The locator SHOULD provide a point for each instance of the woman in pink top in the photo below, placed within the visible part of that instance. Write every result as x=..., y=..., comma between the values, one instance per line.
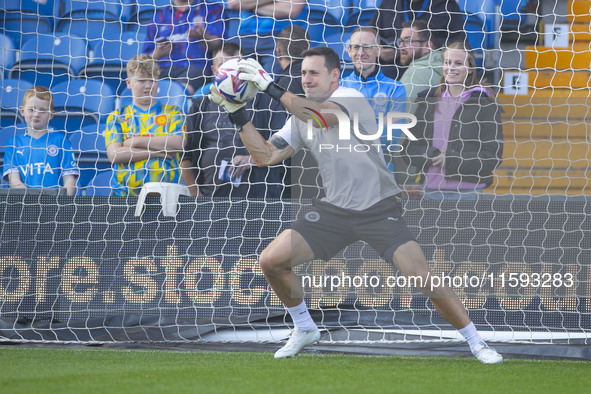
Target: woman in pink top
x=460, y=138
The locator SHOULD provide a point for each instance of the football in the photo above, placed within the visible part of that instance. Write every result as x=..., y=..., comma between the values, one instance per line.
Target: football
x=230, y=86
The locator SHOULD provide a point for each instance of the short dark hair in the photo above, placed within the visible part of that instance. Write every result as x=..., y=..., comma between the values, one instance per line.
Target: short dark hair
x=422, y=28
x=293, y=41
x=230, y=49
x=331, y=59
x=368, y=29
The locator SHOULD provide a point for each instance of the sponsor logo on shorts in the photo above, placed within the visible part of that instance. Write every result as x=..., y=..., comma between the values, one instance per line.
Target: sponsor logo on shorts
x=312, y=216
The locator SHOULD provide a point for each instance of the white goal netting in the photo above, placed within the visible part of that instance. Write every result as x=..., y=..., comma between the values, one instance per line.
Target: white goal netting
x=85, y=268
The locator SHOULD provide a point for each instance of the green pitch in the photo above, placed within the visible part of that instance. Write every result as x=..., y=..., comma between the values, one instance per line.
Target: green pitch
x=50, y=370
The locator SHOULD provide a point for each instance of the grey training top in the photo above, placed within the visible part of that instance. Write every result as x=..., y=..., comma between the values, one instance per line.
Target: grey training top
x=353, y=171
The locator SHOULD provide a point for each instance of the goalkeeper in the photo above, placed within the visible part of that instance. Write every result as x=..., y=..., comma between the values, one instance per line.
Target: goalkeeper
x=360, y=202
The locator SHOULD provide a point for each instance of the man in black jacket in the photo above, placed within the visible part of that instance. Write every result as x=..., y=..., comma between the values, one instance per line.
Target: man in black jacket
x=444, y=18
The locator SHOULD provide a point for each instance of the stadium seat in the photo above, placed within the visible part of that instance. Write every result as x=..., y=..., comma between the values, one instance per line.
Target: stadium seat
x=338, y=9
x=7, y=54
x=480, y=21
x=511, y=10
x=80, y=102
x=25, y=19
x=11, y=98
x=109, y=60
x=141, y=13
x=477, y=36
x=323, y=27
x=49, y=60
x=8, y=132
x=169, y=92
x=359, y=17
x=93, y=20
x=89, y=146
x=89, y=141
x=100, y=184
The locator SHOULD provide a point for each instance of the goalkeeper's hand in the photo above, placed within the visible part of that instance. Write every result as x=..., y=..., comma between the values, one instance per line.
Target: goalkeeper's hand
x=236, y=112
x=252, y=71
x=218, y=99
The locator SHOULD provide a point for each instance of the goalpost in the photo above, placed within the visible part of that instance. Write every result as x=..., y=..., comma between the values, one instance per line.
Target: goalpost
x=86, y=269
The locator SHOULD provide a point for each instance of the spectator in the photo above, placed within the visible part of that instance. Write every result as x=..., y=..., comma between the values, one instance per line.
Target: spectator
x=270, y=115
x=444, y=18
x=385, y=94
x=212, y=139
x=417, y=52
x=260, y=20
x=460, y=137
x=40, y=158
x=181, y=35
x=145, y=138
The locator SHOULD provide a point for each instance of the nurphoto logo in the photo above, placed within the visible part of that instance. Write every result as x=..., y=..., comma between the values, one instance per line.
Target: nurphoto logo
x=393, y=121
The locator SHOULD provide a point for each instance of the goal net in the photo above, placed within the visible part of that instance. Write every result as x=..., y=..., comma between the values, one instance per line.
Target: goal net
x=88, y=269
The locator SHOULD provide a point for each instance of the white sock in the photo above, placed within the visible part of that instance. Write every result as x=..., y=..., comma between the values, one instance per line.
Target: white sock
x=473, y=337
x=301, y=317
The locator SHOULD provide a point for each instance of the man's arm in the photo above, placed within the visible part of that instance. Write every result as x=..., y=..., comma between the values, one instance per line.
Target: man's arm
x=122, y=154
x=169, y=143
x=264, y=152
x=300, y=107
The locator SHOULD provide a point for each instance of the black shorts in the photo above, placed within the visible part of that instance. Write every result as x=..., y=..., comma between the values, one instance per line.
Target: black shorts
x=328, y=229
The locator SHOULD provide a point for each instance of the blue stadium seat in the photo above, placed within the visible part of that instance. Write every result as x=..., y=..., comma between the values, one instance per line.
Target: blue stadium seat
x=141, y=13
x=323, y=27
x=7, y=54
x=80, y=102
x=89, y=145
x=93, y=20
x=480, y=21
x=25, y=19
x=359, y=17
x=100, y=184
x=11, y=98
x=49, y=60
x=109, y=60
x=338, y=9
x=511, y=10
x=89, y=141
x=8, y=132
x=169, y=92
x=477, y=36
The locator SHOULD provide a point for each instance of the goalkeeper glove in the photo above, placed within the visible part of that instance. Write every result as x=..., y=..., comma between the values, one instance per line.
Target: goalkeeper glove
x=252, y=71
x=236, y=112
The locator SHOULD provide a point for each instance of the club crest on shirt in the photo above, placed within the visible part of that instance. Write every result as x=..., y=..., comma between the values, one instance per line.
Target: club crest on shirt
x=52, y=150
x=312, y=216
x=161, y=120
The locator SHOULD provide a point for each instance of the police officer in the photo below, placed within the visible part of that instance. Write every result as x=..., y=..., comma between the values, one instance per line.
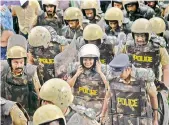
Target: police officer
x=90, y=10
x=154, y=5
x=88, y=79
x=148, y=51
x=126, y=105
x=116, y=22
x=134, y=11
x=49, y=16
x=159, y=28
x=19, y=80
x=58, y=92
x=73, y=18
x=12, y=113
x=44, y=47
x=49, y=115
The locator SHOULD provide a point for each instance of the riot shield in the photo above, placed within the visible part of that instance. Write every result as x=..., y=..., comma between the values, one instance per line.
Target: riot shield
x=121, y=42
x=62, y=60
x=17, y=40
x=102, y=23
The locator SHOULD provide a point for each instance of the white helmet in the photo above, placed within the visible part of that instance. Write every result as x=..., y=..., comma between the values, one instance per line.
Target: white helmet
x=89, y=50
x=52, y=2
x=39, y=36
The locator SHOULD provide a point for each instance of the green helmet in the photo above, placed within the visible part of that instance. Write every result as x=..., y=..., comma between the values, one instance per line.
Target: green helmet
x=58, y=92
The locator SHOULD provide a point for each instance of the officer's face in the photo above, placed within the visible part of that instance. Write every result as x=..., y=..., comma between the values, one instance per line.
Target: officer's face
x=88, y=62
x=140, y=38
x=151, y=4
x=17, y=65
x=131, y=8
x=73, y=24
x=113, y=24
x=89, y=14
x=50, y=9
x=4, y=38
x=126, y=73
x=118, y=5
x=54, y=123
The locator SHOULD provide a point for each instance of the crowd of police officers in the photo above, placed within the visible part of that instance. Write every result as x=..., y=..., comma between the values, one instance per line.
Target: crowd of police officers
x=90, y=63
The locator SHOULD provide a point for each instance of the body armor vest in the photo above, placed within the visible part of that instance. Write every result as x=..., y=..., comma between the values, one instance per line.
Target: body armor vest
x=145, y=57
x=129, y=104
x=20, y=89
x=46, y=57
x=89, y=91
x=106, y=54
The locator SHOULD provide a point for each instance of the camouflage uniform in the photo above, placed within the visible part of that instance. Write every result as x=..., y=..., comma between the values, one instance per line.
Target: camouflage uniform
x=69, y=33
x=89, y=89
x=44, y=57
x=121, y=111
x=126, y=106
x=147, y=56
x=19, y=89
x=7, y=115
x=72, y=13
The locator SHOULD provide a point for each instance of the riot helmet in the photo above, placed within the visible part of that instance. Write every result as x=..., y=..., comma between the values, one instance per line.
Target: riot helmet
x=114, y=14
x=89, y=5
x=39, y=36
x=16, y=48
x=89, y=51
x=142, y=26
x=58, y=92
x=73, y=14
x=93, y=34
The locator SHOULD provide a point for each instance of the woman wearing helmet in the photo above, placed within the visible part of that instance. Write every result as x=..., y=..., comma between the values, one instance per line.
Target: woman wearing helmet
x=88, y=80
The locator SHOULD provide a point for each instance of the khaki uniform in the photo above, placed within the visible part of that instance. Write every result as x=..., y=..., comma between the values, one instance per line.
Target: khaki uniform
x=13, y=113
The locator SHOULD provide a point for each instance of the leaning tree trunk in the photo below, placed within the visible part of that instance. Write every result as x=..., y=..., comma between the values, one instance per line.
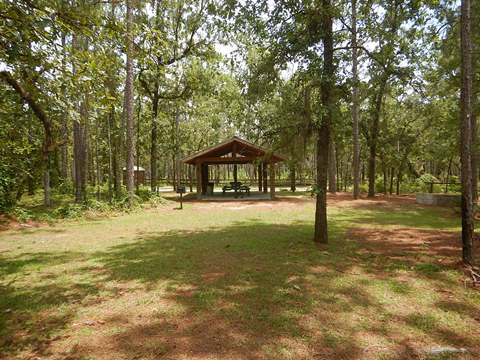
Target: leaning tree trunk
x=321, y=230
x=355, y=106
x=466, y=134
x=128, y=103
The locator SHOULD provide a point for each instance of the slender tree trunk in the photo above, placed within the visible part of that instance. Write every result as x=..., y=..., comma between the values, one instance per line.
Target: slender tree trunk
x=374, y=138
x=128, y=113
x=332, y=167
x=474, y=156
x=64, y=130
x=355, y=106
x=293, y=177
x=321, y=230
x=466, y=134
x=392, y=175
x=153, y=145
x=137, y=173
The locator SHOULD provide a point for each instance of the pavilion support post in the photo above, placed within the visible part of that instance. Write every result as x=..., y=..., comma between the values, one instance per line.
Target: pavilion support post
x=198, y=170
x=260, y=177
x=265, y=177
x=235, y=178
x=272, y=181
x=204, y=178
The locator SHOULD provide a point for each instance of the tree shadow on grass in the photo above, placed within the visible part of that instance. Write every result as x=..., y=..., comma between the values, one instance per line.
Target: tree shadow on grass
x=249, y=290
x=242, y=290
x=32, y=313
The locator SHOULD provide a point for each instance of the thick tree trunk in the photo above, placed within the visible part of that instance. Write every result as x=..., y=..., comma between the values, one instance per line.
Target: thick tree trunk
x=80, y=151
x=466, y=134
x=321, y=230
x=128, y=112
x=355, y=106
x=48, y=144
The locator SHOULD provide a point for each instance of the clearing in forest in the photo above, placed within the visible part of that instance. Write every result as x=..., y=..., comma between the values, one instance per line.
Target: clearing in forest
x=240, y=280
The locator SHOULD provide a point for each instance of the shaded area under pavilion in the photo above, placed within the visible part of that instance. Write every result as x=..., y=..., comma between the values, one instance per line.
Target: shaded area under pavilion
x=236, y=151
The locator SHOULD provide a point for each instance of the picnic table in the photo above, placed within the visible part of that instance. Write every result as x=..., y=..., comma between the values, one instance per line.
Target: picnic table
x=237, y=187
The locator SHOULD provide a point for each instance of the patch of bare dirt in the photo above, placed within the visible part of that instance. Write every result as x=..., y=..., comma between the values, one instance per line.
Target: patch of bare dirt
x=409, y=244
x=346, y=200
x=8, y=222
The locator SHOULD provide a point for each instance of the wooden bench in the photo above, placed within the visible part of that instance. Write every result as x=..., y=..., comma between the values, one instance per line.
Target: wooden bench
x=238, y=187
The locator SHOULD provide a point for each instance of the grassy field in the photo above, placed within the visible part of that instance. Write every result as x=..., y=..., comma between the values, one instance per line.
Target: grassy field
x=240, y=280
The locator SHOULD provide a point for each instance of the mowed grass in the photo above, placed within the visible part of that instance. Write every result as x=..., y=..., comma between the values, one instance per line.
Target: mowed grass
x=239, y=281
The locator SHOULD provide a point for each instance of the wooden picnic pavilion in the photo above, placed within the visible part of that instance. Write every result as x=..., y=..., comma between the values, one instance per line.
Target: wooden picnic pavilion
x=235, y=151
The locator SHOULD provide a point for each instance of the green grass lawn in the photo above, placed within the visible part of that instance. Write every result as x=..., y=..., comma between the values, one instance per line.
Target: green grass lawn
x=239, y=281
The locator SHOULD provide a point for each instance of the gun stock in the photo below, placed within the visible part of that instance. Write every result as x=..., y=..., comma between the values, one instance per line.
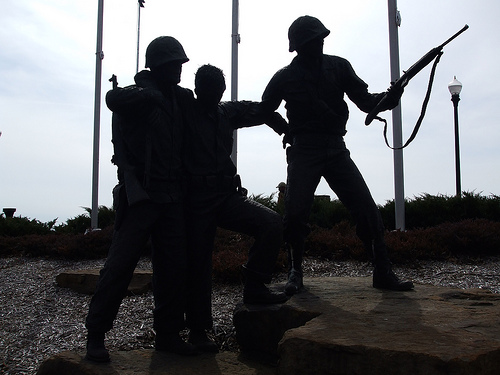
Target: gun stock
x=410, y=73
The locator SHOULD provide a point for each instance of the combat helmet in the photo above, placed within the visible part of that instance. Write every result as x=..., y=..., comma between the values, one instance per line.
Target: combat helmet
x=304, y=29
x=164, y=49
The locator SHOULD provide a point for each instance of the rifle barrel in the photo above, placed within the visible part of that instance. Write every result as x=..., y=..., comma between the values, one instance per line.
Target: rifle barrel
x=454, y=36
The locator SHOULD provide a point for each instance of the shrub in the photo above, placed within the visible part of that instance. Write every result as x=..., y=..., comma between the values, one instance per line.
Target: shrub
x=81, y=223
x=21, y=226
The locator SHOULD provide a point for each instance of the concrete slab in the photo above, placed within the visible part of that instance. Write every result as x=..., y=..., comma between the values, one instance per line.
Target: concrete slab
x=148, y=361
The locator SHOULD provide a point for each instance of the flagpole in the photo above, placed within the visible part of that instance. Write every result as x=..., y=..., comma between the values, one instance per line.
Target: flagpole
x=397, y=132
x=97, y=117
x=234, y=71
x=139, y=6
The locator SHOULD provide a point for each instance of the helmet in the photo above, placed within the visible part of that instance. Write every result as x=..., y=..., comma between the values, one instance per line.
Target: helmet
x=164, y=49
x=304, y=29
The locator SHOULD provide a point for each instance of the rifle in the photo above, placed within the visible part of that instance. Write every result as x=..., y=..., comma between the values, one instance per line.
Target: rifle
x=114, y=81
x=401, y=82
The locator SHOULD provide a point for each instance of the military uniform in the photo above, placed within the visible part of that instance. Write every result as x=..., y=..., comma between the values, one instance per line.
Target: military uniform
x=215, y=198
x=147, y=128
x=313, y=87
x=148, y=139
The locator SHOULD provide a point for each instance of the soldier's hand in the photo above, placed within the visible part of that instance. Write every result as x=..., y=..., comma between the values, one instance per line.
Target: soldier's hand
x=393, y=97
x=287, y=139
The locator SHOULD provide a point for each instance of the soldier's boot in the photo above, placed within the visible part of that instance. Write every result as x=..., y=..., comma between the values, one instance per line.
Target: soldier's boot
x=199, y=338
x=385, y=278
x=171, y=342
x=96, y=351
x=383, y=275
x=255, y=291
x=295, y=277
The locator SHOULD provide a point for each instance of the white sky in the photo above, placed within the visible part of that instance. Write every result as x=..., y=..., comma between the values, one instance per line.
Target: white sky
x=47, y=80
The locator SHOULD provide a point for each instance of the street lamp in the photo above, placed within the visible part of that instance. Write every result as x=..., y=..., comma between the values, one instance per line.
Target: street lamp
x=455, y=87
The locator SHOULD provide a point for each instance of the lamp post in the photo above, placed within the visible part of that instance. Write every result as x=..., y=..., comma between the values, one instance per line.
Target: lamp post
x=455, y=87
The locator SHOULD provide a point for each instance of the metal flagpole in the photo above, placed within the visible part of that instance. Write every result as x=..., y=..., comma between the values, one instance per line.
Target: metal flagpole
x=399, y=195
x=234, y=71
x=139, y=6
x=97, y=117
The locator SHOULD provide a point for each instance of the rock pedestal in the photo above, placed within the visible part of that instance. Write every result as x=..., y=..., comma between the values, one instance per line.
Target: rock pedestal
x=340, y=326
x=362, y=330
x=85, y=281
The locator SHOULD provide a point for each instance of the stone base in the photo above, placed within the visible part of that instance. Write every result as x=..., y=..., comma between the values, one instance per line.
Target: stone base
x=149, y=361
x=339, y=326
x=85, y=281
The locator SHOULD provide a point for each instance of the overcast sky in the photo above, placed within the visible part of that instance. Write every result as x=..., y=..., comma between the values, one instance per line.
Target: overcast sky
x=47, y=71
+ + + + + + +
Prompt.
Reproduce, as a numbered list with blank lines omitted, the lines of the records beginning at the line that contains "of the combat" and ending after the line that contains "x=454, y=36".

Response below.
1. The locator SHOULD provide a point for each instance of the combat helmet in the photo above, placed within the visible part of that instance. Write every result as x=..., y=..., comma between the values, one instance per line.
2. Target: combat helmet
3. x=304, y=29
4. x=164, y=49
5. The locator SHOULD provide a point for each instance of the rifle barrel in the photo above, placed within the visible part of that instance. Write every result as x=..., y=..., comma between the values, one instance per line.
6. Target: rifle barrel
7. x=454, y=36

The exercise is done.